_Goal_.
Can you give the material below again, swapping every "white cloud" for "storm cloud" and leaving everything else as it is?

_Supplied data_.
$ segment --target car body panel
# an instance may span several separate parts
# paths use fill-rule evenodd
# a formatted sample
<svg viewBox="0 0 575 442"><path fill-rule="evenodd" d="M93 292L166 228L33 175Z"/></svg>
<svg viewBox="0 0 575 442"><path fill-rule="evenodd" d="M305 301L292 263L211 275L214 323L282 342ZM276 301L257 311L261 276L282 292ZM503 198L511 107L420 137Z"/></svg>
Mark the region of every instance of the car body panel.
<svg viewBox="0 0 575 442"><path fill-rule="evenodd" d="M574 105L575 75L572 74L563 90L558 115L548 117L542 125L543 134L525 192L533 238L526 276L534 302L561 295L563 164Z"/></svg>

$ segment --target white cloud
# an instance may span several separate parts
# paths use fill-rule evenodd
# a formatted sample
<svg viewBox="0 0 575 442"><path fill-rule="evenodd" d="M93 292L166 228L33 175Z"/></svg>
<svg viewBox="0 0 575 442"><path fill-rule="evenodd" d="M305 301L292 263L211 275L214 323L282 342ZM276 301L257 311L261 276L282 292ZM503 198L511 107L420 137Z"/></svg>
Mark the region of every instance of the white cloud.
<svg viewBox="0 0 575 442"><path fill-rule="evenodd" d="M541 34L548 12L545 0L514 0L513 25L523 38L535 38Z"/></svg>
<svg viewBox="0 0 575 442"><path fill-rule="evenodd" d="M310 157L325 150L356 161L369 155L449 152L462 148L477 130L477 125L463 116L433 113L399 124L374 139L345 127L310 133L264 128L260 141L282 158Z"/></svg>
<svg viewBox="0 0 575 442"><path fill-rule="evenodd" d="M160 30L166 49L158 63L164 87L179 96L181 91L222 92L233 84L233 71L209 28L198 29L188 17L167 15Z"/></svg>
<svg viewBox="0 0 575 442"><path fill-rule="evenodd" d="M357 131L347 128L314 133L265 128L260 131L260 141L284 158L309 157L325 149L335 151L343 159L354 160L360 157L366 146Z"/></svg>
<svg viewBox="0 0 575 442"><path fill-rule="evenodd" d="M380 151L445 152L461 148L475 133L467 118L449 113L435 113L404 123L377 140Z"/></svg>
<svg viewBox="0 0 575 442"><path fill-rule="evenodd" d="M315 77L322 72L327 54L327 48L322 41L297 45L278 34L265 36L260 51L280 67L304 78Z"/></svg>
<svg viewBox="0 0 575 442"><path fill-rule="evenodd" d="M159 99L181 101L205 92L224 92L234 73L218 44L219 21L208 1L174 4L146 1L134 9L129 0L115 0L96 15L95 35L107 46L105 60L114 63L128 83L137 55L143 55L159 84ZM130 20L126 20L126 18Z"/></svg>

_Correct output_.
$ segment --target car body panel
# an instance may span several separate parts
# paths use fill-rule evenodd
# a formatted sample
<svg viewBox="0 0 575 442"><path fill-rule="evenodd" d="M93 292L166 228L33 175Z"/></svg>
<svg viewBox="0 0 575 442"><path fill-rule="evenodd" d="M305 301L292 263L211 275L214 323L282 342ZM276 301L257 311L261 276L282 292ZM503 198L511 107L420 137Z"/></svg>
Mark the region of every instance of the car body panel.
<svg viewBox="0 0 575 442"><path fill-rule="evenodd" d="M574 105L575 75L572 74L563 90L558 115L548 117L542 125L543 134L525 192L533 238L526 276L534 302L561 295L563 164Z"/></svg>

$ segment --target storm cloud
# an instance may span several separate parts
# paths use fill-rule evenodd
# a formatted sample
<svg viewBox="0 0 575 442"><path fill-rule="evenodd" d="M93 292L166 228L33 175Z"/></svg>
<svg viewBox="0 0 575 442"><path fill-rule="evenodd" d="M305 301L292 263L211 275L214 323L282 342ZM276 301L257 311L261 276L282 292ZM503 198L511 107L420 137Z"/></svg>
Mark the region of every instance of the storm cloud.
<svg viewBox="0 0 575 442"><path fill-rule="evenodd" d="M541 34L548 12L545 0L514 0L513 25L523 38L535 38Z"/></svg>
<svg viewBox="0 0 575 442"><path fill-rule="evenodd" d="M310 157L325 150L356 161L369 155L449 152L462 148L477 130L477 125L463 116L433 113L399 124L374 139L345 127L310 133L264 128L260 141L282 158Z"/></svg>
<svg viewBox="0 0 575 442"><path fill-rule="evenodd" d="M160 30L166 49L158 63L164 87L179 96L181 91L222 92L233 84L233 71L209 28L198 29L188 17L167 15Z"/></svg>
<svg viewBox="0 0 575 442"><path fill-rule="evenodd" d="M357 131L347 128L314 133L265 128L260 131L260 141L284 158L309 157L325 149L335 151L343 159L354 160L360 157L366 146Z"/></svg>
<svg viewBox="0 0 575 442"><path fill-rule="evenodd" d="M380 151L445 152L461 148L475 133L467 118L449 113L435 113L404 123L377 140Z"/></svg>
<svg viewBox="0 0 575 442"><path fill-rule="evenodd" d="M315 77L322 72L327 54L327 48L322 41L297 45L278 34L265 36L260 51L280 67L304 78Z"/></svg>
<svg viewBox="0 0 575 442"><path fill-rule="evenodd" d="M159 99L181 101L205 92L224 92L234 73L218 44L219 21L208 1L174 4L146 1L134 9L129 0L115 0L96 15L95 35L107 46L105 60L114 63L128 83L137 55L143 55L159 84ZM130 20L126 20L126 18Z"/></svg>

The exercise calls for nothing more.